◆ What to do: Output all of the entries below precisely as written.

Coordinate annotation records:
----

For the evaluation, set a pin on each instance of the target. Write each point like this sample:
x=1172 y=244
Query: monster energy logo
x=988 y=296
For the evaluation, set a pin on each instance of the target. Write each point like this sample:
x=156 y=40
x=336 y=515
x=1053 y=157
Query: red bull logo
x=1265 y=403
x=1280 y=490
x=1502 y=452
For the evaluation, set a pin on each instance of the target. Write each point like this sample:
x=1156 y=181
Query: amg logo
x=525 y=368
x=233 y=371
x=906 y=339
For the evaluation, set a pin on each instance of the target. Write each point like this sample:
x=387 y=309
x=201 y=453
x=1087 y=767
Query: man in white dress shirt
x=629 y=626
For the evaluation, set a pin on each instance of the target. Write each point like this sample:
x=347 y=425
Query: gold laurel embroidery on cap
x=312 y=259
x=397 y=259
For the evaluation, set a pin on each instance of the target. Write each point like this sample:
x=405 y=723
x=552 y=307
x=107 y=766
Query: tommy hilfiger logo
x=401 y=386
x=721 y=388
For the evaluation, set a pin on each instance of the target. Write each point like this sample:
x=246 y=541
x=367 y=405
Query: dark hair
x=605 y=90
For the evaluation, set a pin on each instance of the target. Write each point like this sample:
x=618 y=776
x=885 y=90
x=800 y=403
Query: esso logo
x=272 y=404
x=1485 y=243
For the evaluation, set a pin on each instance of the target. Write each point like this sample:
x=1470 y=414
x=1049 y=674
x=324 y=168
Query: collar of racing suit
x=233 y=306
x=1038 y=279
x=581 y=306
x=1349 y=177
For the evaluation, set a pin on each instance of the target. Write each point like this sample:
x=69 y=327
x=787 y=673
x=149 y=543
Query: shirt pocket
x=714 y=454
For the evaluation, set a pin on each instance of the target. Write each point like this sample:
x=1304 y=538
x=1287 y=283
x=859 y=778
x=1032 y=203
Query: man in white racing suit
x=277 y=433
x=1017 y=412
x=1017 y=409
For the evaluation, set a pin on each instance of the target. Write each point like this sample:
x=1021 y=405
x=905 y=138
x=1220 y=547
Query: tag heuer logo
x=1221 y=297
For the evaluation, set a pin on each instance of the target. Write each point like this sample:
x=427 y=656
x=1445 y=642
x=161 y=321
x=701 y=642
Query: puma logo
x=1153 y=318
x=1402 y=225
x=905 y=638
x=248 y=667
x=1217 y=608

----

◆ Completed task:
For the evaluation, set a pin on each instance of the target. Write each point like this sample:
x=1172 y=244
Query: monster energy logo
x=988 y=296
For the evaluation, set a pin on each instance of the target. Write each point like this sample:
x=156 y=40
x=336 y=515
x=1053 y=157
Query: red bull logo
x=1265 y=403
x=1280 y=490
x=1502 y=452
For the evaluation, set a pin on each instance of the target. Write each point like this sample:
x=1156 y=181
Query: amg logo
x=525 y=368
x=233 y=371
x=906 y=339
For the evaluation, set a pin on each instance of the target. Write each point like this sample:
x=387 y=309
x=201 y=453
x=1087 y=767
Query: man in white dress shirt
x=629 y=626
For the evaluation, set a pin on each instance of the target. Write each point like this sample:
x=347 y=425
Query: gold laurel embroidery on cap
x=312 y=259
x=397 y=259
For the evaluation, set a pin on each instance of the target. Write each point like this sample:
x=405 y=723
x=552 y=307
x=107 y=766
Query: tommy hilfiger logo
x=401 y=386
x=721 y=388
For the evaluation, set a pin on each instance of the target. Write each point like this sample:
x=246 y=541
x=367 y=405
Query: dark hair
x=605 y=90
For the evaluation, set a pin on each instance of the target. Write each point like this sample:
x=618 y=776
x=885 y=90
x=800 y=403
Query: esso logo
x=272 y=404
x=1485 y=243
For the evaluation, set a pin on each instance of the target. Write each point like this sample:
x=1470 y=414
x=1049 y=674
x=324 y=168
Query: collar of racing suit
x=233 y=306
x=1038 y=279
x=581 y=306
x=1349 y=177
For the evaluation, set a pin on each instance of the target. Write each point like this sample:
x=69 y=327
x=787 y=673
x=149 y=543
Query: shirt pocket
x=714 y=454
For the evaluation, set a pin on each instance of the target. Write each point like this sample:
x=1304 y=538
x=1287 y=283
x=859 y=778
x=1032 y=203
Query: man in white racing suit
x=277 y=433
x=1017 y=412
x=1017 y=409
For the evaluation, set a pin on each instance of the target. Write each point like this sample:
x=1021 y=405
x=905 y=138
x=1220 y=547
Query: tag heuer logo
x=1221 y=297
For the evaluation, set a pin on each instance of the target. Write each point like this sample:
x=427 y=656
x=1445 y=642
x=161 y=321
x=701 y=642
Query: puma logo
x=1153 y=318
x=1402 y=225
x=905 y=638
x=248 y=667
x=1217 y=608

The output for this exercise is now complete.